What the task asks: Copy every line of the records below, requests included, and shift each polygon coordinate in the answers by adding 18 to it. Leave the pictures out.

-=-=-

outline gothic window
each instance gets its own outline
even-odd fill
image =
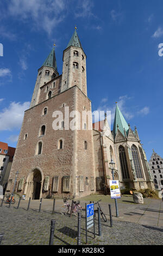
[[[49,70],[46,70],[45,75],[49,75],[50,72]]]
[[[62,148],[63,141],[62,140],[60,140],[59,141],[58,149],[61,150]]]
[[[52,97],[52,92],[51,91],[49,91],[49,92],[48,93],[48,99],[49,99]]]
[[[125,150],[121,145],[119,147],[119,153],[123,178],[129,178]]]
[[[45,108],[44,110],[43,110],[43,114],[44,114],[44,115],[46,115],[46,114],[47,114],[47,108]]]
[[[139,157],[139,153],[137,147],[134,145],[131,146],[131,152],[134,161],[136,176],[137,178],[142,178],[142,174],[140,166],[140,163]]]
[[[73,52],[73,56],[74,57],[78,57],[79,52],[77,51],[74,51]]]
[[[41,150],[42,150],[42,142],[40,141],[39,142],[38,145],[38,154],[41,154]]]
[[[78,69],[78,62],[73,63],[73,68]]]
[[[45,133],[45,126],[42,126],[41,128],[40,136],[44,135]]]

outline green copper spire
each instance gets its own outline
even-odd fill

-=-=-

Exercise response:
outline gothic window
each instance gets its own outline
even-odd fill
image =
[[[67,88],[64,88],[63,93],[67,93],[68,90]]]
[[[80,166],[81,159],[80,158],[78,158],[77,159],[76,167],[79,168]]]
[[[70,115],[70,110],[69,109],[67,109],[67,110],[66,111],[66,117],[67,117]]]
[[[143,168],[139,163],[137,165],[137,171],[141,196],[147,196]]]
[[[63,126],[62,128],[61,128],[61,132],[62,132],[62,133],[64,133],[64,132],[65,132],[65,126]]]
[[[157,175],[157,171],[155,165],[152,163],[149,164],[149,170],[152,179],[154,194],[155,196],[160,196],[160,192],[158,184],[158,181]]]
[[[91,70],[91,74],[92,75],[96,75],[97,70],[95,69],[92,69]]]
[[[59,168],[60,168],[60,160],[58,159],[57,160],[56,163],[56,172],[59,172]]]
[[[96,87],[96,80],[91,81],[91,86]]]
[[[63,151],[63,144],[60,144],[59,146],[58,154],[62,153]]]

outline green copper spire
each instance gets its own outline
even-odd fill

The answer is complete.